**EXERCISE:**
Return verbatim every line from the first line of the data below to the line that contains "One point per instance, each like (694, 294).", inclusive, and no further.

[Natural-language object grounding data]
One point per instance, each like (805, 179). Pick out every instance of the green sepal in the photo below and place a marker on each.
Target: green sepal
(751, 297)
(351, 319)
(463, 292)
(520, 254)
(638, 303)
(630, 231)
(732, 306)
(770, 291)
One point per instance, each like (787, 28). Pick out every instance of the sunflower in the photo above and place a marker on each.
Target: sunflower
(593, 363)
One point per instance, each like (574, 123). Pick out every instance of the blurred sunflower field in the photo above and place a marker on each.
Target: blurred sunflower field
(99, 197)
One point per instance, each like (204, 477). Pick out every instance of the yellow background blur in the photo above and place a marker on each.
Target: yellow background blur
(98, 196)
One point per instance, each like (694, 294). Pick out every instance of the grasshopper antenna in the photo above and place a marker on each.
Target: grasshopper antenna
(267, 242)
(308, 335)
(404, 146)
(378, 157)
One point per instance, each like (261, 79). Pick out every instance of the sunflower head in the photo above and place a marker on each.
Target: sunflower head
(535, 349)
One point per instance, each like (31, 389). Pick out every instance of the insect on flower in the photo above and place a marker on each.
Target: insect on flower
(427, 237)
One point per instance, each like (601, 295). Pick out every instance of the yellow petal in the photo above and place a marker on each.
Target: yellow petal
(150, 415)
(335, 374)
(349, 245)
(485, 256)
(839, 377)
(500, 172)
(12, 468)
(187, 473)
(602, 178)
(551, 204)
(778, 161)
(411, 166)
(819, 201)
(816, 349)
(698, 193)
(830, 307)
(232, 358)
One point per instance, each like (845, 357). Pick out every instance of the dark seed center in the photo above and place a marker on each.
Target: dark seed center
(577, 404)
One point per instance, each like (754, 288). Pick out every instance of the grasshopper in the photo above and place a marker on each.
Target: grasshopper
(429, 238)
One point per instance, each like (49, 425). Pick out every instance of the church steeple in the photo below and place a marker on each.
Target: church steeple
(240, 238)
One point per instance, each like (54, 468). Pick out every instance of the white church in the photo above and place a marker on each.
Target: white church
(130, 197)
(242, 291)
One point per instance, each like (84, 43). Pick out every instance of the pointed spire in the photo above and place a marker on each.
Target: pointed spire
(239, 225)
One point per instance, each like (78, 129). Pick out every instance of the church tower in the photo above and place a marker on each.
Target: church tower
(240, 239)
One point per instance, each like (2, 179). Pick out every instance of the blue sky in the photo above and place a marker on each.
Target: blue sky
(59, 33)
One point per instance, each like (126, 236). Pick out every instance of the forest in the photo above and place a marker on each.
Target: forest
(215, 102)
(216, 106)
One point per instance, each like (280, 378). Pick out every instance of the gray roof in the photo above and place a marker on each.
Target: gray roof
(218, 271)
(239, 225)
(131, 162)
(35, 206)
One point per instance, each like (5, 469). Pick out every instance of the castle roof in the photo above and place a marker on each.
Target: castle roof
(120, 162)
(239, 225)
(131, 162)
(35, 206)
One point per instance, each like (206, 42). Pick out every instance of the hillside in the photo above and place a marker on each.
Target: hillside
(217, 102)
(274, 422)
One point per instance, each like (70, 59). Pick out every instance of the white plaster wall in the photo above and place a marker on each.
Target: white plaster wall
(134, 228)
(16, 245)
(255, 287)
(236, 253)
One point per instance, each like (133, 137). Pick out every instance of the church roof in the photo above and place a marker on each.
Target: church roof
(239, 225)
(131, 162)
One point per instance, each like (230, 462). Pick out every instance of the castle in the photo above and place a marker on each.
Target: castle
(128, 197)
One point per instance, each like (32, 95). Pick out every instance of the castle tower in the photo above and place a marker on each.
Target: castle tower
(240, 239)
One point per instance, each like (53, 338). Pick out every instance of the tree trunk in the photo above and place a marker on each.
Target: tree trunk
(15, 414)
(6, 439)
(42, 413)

**EXERCISE RESPONSE:**
One point per instance, each like (805, 179). Pick out every instance of the green sepal in the photo below and place a marker on each.
Target: green sepal
(751, 297)
(351, 319)
(463, 292)
(520, 254)
(638, 303)
(630, 231)
(732, 306)
(770, 291)
One point per instance, each like (787, 28). Pick out every instance of the sunflower in the photo above and place a marker on each.
Target: sunflower
(593, 363)
One point per instance, each like (574, 123). Pick out every instance of the blurred sunflower field in the photo above and place a marker on each.
Target: blurred sunflower field
(99, 197)
One point per instance, each like (204, 477). Pick out every instance of the yellow background blur in the photo above and place a marker on each.
Target: yellow background blur
(98, 196)
One point per instance, each like (694, 294). Pick out every instance of the grasshopper antenna in the photo above and place a marker on each.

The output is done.